§ GOAL
Type out the material below exactly.

Pointing dataset excerpts:
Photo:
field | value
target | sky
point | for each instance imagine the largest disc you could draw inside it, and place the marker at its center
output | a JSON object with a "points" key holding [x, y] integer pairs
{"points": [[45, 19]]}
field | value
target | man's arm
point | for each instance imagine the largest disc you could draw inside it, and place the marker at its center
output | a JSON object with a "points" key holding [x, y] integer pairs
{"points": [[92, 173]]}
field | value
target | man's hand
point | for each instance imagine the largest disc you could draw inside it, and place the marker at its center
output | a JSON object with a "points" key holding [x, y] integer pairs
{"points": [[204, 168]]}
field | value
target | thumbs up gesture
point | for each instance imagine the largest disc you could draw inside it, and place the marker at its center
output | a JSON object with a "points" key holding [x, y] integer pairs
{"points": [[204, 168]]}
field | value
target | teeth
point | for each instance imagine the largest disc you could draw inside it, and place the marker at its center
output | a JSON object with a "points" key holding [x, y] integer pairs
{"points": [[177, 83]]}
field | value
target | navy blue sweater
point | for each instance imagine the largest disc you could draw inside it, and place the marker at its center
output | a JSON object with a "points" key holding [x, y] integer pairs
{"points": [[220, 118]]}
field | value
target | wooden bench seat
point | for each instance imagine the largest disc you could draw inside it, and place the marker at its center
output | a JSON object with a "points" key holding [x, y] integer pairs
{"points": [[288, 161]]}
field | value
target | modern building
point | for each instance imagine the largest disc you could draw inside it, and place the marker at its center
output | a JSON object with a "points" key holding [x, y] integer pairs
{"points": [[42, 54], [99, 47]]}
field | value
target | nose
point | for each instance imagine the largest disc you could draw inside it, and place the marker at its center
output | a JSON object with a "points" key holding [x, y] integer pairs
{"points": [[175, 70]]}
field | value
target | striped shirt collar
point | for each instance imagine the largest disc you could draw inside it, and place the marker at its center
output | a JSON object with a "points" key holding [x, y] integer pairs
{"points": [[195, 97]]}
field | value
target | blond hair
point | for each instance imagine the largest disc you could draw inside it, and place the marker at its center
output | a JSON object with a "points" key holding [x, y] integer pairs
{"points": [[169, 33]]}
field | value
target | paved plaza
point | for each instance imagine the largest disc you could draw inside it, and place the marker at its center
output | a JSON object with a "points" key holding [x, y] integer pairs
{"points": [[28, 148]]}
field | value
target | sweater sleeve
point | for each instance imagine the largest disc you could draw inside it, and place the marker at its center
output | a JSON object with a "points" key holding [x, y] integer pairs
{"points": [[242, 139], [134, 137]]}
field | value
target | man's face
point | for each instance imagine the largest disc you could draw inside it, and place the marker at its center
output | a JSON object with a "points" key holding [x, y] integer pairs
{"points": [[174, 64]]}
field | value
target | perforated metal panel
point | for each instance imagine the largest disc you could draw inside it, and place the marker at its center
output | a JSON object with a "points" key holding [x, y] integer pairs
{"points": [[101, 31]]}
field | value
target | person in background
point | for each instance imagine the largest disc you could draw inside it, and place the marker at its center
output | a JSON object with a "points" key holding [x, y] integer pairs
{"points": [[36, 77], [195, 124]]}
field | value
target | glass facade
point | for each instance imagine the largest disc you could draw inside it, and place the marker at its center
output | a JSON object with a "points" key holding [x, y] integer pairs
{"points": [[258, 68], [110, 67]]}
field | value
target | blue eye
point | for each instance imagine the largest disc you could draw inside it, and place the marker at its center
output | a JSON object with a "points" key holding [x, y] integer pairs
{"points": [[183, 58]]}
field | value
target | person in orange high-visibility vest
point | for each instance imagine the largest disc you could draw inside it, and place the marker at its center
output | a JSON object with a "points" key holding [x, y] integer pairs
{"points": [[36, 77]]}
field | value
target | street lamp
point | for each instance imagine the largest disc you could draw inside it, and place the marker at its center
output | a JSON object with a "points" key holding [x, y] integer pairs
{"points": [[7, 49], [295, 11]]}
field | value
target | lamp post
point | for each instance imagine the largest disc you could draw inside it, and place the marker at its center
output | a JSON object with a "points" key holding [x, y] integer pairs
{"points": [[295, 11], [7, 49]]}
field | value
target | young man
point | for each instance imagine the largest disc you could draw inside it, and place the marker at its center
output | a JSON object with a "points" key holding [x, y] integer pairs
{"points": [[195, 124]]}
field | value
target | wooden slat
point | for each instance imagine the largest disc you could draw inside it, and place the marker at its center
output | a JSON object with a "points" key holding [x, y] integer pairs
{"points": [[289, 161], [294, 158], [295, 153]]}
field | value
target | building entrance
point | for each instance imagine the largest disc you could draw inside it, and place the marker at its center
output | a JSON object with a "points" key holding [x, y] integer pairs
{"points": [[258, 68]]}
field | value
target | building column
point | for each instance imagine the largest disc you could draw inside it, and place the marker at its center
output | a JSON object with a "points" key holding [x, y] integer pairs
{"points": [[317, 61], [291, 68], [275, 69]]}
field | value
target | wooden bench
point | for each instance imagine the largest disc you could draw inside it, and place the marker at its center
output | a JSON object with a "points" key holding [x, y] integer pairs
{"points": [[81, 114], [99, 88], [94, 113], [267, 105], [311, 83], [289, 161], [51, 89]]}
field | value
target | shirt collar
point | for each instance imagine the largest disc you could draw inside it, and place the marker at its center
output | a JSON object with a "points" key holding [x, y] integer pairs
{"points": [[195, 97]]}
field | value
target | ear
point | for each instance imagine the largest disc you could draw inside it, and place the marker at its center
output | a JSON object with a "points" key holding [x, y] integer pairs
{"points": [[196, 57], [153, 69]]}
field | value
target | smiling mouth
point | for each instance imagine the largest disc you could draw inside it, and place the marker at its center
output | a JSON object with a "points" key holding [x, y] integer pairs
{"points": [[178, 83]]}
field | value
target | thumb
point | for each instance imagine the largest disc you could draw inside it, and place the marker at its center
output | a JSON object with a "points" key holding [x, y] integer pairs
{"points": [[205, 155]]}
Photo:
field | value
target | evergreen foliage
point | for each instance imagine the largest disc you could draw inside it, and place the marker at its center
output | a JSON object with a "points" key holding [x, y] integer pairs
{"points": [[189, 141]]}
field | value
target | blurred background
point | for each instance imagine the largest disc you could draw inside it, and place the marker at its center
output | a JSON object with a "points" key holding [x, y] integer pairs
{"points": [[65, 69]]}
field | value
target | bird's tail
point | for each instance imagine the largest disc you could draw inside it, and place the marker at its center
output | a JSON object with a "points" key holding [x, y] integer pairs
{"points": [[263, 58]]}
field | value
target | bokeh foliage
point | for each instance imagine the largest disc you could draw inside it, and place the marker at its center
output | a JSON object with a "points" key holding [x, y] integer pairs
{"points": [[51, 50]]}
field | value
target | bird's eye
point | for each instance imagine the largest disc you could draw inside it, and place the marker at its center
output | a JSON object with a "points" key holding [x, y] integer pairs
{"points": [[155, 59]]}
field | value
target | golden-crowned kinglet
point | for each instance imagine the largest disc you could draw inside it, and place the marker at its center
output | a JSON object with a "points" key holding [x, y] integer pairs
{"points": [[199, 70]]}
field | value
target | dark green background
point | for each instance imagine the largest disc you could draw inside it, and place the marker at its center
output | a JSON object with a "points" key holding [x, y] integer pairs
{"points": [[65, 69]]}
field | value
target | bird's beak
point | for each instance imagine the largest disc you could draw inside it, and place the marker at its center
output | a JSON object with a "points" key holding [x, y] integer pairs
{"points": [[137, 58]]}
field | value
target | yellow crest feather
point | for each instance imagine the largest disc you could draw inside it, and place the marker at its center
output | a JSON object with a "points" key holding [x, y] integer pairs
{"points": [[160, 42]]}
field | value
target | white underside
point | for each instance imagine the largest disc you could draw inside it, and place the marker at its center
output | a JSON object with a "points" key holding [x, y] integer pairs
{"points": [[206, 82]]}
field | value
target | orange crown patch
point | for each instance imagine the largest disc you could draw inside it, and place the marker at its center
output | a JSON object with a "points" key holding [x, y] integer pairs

§ RESULT
Photo:
field | value
target | sky
point | for each instance imagine the largest disc you could draw inside it, and place the marker at its center
output | a JSON object with a "points" key holding [x, y] integer pairs
{"points": [[45, 19]]}
field | value
target | man's arm
point | for each instance imagine the largest disc you could draw inside it, and place the marker at its center
output | a JSON object with a "points" key holding [x, y] integer pairs
{"points": [[92, 173]]}
field | value
target | man's hand
point | for each instance imagine the largest disc you could draw inside it, and place the marker at its center
output | a JSON object with a "points" key holding [x, y] integer pairs
{"points": [[204, 168]]}
field | value
target | thumbs up gesture
point | for each instance imagine the largest disc you could draw inside it, and place the marker at its center
output | a JSON object with a "points" key holding [x, y] integer pairs
{"points": [[204, 168]]}
field | value
target | teeth
point | for each instance imagine the largest disc you could draw inside it, and place the marker at its center
output | a JSON object with a "points" key holding [x, y] integer pairs
{"points": [[177, 83]]}
field | value
target | navy blue sweater
point | for each instance imagine the largest disc you could draw inside it, and place the marker at its center
output | a JSON object with a "points" key holding [x, y] integer pairs
{"points": [[220, 118]]}
field | value
target | wooden bench seat
point | for each instance imagine the largest disc you could draw inside it, and place the marker at its center
output | a JSON object with a "points" key holding [x, y] integer pairs
{"points": [[288, 161]]}
field | value
target | modern building
point | for each instance imagine the largest disc you could draw inside it, and place the marker at its center
output | a JSON object with a "points" key holding [x, y] integer pairs
{"points": [[42, 54], [99, 47]]}
field | value
target | nose
point | for each instance imagine the largest disc you could draw inside it, and place the marker at its center
output | a JSON object with a "points" key holding [x, y] integer pairs
{"points": [[175, 70]]}
field | value
target | striped shirt collar
point | for each instance imagine the largest disc you could draw inside it, and place the marker at its center
output | a JSON object with a "points" key holding [x, y] integer pairs
{"points": [[195, 97]]}
field | value
target | blond hair
point | for each instance imagine the largest disc you could draw inside it, and place the marker at its center
output | a JSON object with a "points" key holding [x, y] integer pairs
{"points": [[169, 33]]}
field | value
target | paved plaza
point | for each instance imagine the largest disc you could draw inside it, and place the marker at its center
output | a JSON object with a "points" key holding [x, y] integer pairs
{"points": [[28, 148]]}
field | value
target | sweater sleeve
point | for each instance imagine the largest disc you could draw inside it, and place the marker at its center
output | a JSON object with a "points" key holding [x, y] integer pairs
{"points": [[242, 139], [134, 137]]}
field | value
target | man's face
point | for each instance imagine the largest disc you could draw inside it, and place the marker at its center
output | a JSON object with a "points" key holding [x, y] integer pairs
{"points": [[174, 64]]}
field | value
target | perforated metal panel
point | for each instance imagine the largest disc you could draw inside it, and place the marker at its center
output | a JSON object with a "points" key holding [x, y] integer pairs
{"points": [[101, 31]]}
field | value
target | person in background
point | for each instance imagine the largest disc you could draw inside it, and place the marker at its center
output | a JSON object with a "points" key holding [x, y] integer pairs
{"points": [[36, 77], [195, 124]]}
field | value
target | glass facade
point | for each instance imagine the largest disc you could draw inside it, and place the marker at its center
output | a JSON object with a "points" key holding [x, y] integer pairs
{"points": [[258, 68], [110, 67]]}
field | value
target | blue eye
point | for each instance imagine the largest disc you could draw inside it, and place the marker at its center
output | a JSON object with a "points" key holding [x, y] integer pairs
{"points": [[183, 58]]}
field | value
target | person in orange high-visibility vest
point | for each instance imagine the largest disc you could draw inside it, and place the marker at its center
output | a JSON object with a "points" key holding [x, y] integer pairs
{"points": [[36, 77]]}
field | value
target | street lamp
point | for each instance imagine the largest disc you could draw inside it, and place the marker at its center
output | a JSON object with a "points" key holding [x, y] integer pairs
{"points": [[7, 49], [295, 11]]}
field | value
target | lamp post
point | for each instance imagine the largest disc you could draw inside it, and place the marker at its center
output | a JSON object with a "points" key holding [x, y] integer pairs
{"points": [[295, 11], [7, 49]]}
field | value
target | young man
point | for each instance imagine the largest disc you could draw inside it, and place the marker at its center
output | a JSON object with a "points" key holding [x, y] integer pairs
{"points": [[195, 124]]}
field | value
target | wooden slat
point | for each instance imagine the largest disc you could draw inside it, and place the marker at its center
output | a JSON object with a "points" key holding [x, y] integer pairs
{"points": [[289, 161], [294, 158], [295, 153]]}
field | value
target | building entrance
point | for each instance imagine the largest disc you could draw inside it, and place the marker at its center
output | a JSON object with a "points" key holding [x, y] integer pairs
{"points": [[258, 68]]}
field | value
target | building column
point | for each instance imagine the largest disc you could draw inside it, and place the marker at its center
output | a JSON object with a "points" key holding [x, y] integer pairs
{"points": [[317, 61], [291, 68], [275, 69]]}
field | value
target | wooden bench
point | for each instance imagine the largest disc you could draw inside it, and place the marker at its center
output | a JSON object with a "points" key holding [x, y] integer pairs
{"points": [[81, 114], [99, 88], [94, 113], [267, 105], [311, 83], [289, 161], [51, 89]]}
field | value
target | shirt collar
point | for each instance imagine the largest disc you could draw inside it, and place the marker at its center
output | a JSON object with a "points" key holding [x, y] integer pairs
{"points": [[195, 97]]}
field | value
target | ear
point | for each instance imagine the largest disc you could draw inside it, and place the marker at its center
output | a JSON object with a "points" key holding [x, y] integer pairs
{"points": [[196, 57], [153, 69]]}
field | value
target | smiling mouth
point | for each instance imagine the largest disc you could draw inside it, and place the marker at its center
output | a JSON object with a "points" key holding [x, y] integer pairs
{"points": [[178, 83]]}
field | value
target | thumb
point | for each instance imagine the largest disc you could draw inside it, and place the marker at its center
output | a JSON object with a "points" key holding [x, y] integer pairs
{"points": [[205, 155]]}
Photo:
field | value
target | evergreen foliage
point | for each instance imagine the largest disc you could draw inside it, and place the marker at its center
output | a JSON object with a "points" key holding [x, y] integer pairs
{"points": [[189, 141]]}
field | value
target | blurred background
point | for each instance imagine the largest disc you could draw inside it, and place the marker at its center
output | a JSON object with a "points" key holding [x, y] integer pairs
{"points": [[65, 69]]}
field | value
target | bird's tail
point | for each instance imagine the largest disc you could draw inside it, and place the marker at its center
output | a JSON object with a "points" key holding [x, y] integer pairs
{"points": [[263, 58]]}
field | value
target | bokeh foliage
point | for each instance imagine the largest disc you could draw inside it, and place the marker at its center
output | a JSON object with a "points" key holding [x, y] integer pairs
{"points": [[51, 50]]}
field | value
target | bird's eye
point | for each instance imagine the largest disc you could draw inside it, and place the marker at its center
output | a JSON object with a "points" key holding [x, y] integer pairs
{"points": [[155, 59]]}
field | value
target | golden-crowned kinglet
point | for each instance imagine the largest disc you could draw inside it, and place the marker at its center
output | a JSON object with a "points" key holding [x, y] integer pairs
{"points": [[199, 70]]}
field | value
target | dark green background
point | for each instance imagine the largest disc you could draw inside it, and place the marker at its center
output | a JSON object with a "points" key holding [x, y] integer pairs
{"points": [[65, 69]]}
field | value
target | bird's beak
point | for each instance imagine the largest disc you could draw inside it, and place the marker at its center
output | a JSON object with a "points" key holding [x, y] integer pairs
{"points": [[137, 58]]}
field | value
target | yellow crest feather
point | for each instance imagine the largest disc you could draw inside it, and place the marker at its center
output | a JSON object with a "points" key holding [x, y] integer pairs
{"points": [[160, 42]]}
field | value
target | white underside
point | for each instance imagine the largest disc you could draw inside it, and place the marker at its center
output | a JSON object with a "points" key holding [x, y] integer pairs
{"points": [[206, 82]]}
field | value
target | orange crown patch
point | for each instance imagine the largest disc you could draw inside it, and place the marker at its center
output | a JSON object with a "points" key holding [x, y] integer pairs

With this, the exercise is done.